# To be done
Your task is to return the span of lines beginning at the one with "the man's mouth" and ending at the last line of the data, exactly as it stands.

[Entries from a point annotation set]

(begin)

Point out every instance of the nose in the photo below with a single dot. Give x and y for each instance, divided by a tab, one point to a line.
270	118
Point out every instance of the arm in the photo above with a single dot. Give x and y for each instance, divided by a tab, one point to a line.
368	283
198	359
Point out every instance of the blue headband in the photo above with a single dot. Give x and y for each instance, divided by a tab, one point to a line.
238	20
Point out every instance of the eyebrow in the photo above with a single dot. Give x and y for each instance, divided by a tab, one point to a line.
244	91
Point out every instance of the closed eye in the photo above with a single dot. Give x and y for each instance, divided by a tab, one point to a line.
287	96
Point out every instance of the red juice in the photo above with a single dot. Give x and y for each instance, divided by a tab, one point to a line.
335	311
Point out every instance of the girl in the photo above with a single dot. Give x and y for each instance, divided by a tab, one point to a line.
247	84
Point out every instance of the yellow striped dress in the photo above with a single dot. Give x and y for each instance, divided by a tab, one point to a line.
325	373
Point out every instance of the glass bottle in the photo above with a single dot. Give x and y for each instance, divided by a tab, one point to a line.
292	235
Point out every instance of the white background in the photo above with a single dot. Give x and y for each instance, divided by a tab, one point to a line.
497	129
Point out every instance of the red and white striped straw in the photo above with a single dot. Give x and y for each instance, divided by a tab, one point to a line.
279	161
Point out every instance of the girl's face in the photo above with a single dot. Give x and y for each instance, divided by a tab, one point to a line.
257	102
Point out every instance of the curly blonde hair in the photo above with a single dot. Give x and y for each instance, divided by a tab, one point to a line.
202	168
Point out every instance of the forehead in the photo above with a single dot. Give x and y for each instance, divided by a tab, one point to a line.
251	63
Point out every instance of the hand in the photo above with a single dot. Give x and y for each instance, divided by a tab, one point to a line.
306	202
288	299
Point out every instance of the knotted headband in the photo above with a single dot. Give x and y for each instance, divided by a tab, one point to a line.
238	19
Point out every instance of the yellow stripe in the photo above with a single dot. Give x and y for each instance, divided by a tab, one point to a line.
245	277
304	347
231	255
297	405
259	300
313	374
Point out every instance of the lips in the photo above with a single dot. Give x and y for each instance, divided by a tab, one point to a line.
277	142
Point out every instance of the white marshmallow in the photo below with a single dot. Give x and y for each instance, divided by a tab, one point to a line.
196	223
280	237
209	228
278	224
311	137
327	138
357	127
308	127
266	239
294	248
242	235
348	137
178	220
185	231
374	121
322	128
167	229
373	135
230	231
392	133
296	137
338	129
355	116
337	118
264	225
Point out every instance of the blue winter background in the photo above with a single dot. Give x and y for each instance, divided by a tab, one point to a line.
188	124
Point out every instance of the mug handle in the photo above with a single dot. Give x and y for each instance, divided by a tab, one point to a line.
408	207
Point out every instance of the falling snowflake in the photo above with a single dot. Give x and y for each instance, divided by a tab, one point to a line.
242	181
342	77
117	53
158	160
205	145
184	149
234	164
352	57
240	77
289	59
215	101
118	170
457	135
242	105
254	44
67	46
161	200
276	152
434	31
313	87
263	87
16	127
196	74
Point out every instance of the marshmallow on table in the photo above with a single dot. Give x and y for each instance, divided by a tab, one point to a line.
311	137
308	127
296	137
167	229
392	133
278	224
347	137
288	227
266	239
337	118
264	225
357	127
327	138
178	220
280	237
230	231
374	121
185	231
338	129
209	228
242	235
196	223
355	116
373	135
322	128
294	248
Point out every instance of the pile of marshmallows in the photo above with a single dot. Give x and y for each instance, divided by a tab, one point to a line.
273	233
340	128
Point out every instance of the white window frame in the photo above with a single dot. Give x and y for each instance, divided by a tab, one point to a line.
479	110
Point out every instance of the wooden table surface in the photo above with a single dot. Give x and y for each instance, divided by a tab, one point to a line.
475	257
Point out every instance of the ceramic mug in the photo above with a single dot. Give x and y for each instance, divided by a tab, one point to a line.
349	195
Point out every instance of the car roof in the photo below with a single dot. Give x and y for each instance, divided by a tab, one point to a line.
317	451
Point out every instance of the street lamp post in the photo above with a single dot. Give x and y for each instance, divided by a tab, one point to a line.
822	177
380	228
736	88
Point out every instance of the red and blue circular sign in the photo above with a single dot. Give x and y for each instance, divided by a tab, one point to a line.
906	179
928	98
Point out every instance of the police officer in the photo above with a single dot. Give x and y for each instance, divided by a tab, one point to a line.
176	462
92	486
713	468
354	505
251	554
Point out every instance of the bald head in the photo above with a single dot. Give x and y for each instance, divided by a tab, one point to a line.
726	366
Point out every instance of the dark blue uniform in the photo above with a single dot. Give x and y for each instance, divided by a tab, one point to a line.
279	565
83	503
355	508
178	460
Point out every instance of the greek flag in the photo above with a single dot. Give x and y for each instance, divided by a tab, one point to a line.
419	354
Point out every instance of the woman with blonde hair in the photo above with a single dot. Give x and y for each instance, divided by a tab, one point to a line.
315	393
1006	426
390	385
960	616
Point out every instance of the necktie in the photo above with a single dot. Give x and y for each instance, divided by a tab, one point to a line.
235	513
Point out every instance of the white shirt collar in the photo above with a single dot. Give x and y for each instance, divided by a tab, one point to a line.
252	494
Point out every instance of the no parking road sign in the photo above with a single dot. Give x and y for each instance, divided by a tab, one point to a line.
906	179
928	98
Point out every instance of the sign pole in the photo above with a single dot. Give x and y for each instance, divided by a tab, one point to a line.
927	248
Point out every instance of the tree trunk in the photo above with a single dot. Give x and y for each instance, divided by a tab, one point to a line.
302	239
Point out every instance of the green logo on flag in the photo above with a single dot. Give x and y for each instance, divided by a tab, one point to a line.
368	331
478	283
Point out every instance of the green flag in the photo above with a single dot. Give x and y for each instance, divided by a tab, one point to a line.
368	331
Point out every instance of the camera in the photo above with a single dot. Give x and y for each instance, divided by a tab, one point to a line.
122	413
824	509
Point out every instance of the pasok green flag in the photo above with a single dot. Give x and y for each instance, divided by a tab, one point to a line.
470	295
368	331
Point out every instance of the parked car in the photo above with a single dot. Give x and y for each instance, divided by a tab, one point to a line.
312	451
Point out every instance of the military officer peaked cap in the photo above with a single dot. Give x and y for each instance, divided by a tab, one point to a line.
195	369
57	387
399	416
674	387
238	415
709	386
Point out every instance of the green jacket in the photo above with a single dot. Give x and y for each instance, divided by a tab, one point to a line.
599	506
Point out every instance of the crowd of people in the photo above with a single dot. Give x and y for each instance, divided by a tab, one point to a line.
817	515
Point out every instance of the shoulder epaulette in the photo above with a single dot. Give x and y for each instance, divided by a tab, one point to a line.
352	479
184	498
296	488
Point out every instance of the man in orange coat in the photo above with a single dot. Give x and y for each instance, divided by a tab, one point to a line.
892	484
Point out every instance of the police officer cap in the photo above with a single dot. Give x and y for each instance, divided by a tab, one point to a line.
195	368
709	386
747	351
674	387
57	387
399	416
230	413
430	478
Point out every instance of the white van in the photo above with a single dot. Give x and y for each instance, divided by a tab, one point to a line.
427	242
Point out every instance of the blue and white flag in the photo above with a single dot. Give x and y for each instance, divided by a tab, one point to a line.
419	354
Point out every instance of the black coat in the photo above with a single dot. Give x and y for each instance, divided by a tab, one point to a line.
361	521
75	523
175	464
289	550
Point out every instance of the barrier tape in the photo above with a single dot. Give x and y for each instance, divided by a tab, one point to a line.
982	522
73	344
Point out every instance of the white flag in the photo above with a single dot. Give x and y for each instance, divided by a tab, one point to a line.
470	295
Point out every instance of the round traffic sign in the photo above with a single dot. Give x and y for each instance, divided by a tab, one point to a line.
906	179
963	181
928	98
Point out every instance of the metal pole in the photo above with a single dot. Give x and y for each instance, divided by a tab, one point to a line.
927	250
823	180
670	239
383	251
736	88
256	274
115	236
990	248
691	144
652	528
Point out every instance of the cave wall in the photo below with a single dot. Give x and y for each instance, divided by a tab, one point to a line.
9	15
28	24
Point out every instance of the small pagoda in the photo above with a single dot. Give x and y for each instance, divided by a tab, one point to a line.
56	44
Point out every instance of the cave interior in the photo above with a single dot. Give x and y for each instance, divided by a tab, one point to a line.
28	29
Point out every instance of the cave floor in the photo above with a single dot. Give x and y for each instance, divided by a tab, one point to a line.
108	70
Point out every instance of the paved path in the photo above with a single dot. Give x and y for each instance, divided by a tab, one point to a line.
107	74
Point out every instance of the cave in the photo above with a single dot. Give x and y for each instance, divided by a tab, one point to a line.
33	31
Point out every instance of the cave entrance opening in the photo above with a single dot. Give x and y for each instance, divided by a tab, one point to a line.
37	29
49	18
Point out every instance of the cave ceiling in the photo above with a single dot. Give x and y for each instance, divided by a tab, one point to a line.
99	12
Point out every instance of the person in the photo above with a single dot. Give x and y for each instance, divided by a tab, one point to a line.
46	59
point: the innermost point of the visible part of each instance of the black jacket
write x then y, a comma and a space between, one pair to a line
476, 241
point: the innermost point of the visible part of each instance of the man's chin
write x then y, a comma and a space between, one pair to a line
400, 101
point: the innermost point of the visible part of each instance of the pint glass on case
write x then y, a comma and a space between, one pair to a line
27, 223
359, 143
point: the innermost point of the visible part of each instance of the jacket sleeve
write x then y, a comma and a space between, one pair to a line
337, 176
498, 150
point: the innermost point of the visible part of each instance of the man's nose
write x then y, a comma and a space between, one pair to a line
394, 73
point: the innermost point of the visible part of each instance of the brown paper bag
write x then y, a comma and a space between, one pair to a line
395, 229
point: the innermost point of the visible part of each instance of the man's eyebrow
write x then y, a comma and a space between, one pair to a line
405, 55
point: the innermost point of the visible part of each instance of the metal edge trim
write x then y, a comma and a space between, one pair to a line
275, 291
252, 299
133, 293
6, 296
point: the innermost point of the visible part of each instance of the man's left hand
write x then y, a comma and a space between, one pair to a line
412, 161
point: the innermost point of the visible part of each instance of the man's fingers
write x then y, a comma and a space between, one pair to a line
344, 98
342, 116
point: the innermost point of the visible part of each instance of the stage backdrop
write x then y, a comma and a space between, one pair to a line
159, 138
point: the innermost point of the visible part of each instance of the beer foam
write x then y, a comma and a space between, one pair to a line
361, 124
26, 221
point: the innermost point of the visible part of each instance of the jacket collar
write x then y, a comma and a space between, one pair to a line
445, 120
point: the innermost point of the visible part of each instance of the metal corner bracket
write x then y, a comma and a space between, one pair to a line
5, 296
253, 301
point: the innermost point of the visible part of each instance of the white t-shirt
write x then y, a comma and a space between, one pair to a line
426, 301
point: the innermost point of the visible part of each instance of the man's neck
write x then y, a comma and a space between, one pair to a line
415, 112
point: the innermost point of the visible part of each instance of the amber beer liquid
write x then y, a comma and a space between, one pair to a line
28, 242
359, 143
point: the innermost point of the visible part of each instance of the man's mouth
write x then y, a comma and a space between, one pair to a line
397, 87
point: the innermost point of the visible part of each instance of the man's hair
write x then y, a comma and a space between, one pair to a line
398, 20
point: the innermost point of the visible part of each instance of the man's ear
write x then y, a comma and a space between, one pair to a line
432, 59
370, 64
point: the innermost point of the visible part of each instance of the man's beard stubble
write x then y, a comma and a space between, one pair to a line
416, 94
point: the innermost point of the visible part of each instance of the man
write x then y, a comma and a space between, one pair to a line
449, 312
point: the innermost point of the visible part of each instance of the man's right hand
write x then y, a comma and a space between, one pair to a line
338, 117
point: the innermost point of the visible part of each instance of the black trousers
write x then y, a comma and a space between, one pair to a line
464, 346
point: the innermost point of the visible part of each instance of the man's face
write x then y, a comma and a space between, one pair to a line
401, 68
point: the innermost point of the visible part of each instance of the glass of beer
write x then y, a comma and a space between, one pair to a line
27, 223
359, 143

(end)

# Reply
point: the innermost point of the visible part of each instance of the man's mouth
write x then y, a comma and a space between, one pair to a line
397, 87
point: the innermost point of the visible part of each instance of the man's hair
write x then y, a comma and a space between, one pair to a line
398, 20
point: the innermost point of the visible part of each instance of the man's ear
write x then y, a comma and a space between, one pair to a line
432, 59
370, 64
point: the innermost point of the visible part of each instance of the man's beard stubble
write x then y, a comma and a space between, one pair to a line
416, 94
point: the innermost point of the visible part of each instance of the man
write x then y, a comma and a space between, one pair to a line
449, 312
point: the innermost point of the visible part of each instance of the man's right hand
write x then y, a comma and a space between, one pair to a line
338, 117
point: the innermost point of the visible part of each instance of the black trousers
write x then y, a comma and a space between, one pair to a line
464, 346
point: the innermost point of the visible part of each instance of the man's face
write x then y, a comma and a space between, one pair to a line
401, 68
point: the innermost point of the visible part of each instance of the glass of beer
write x then y, a comma and a space between, one pair to a line
27, 223
359, 143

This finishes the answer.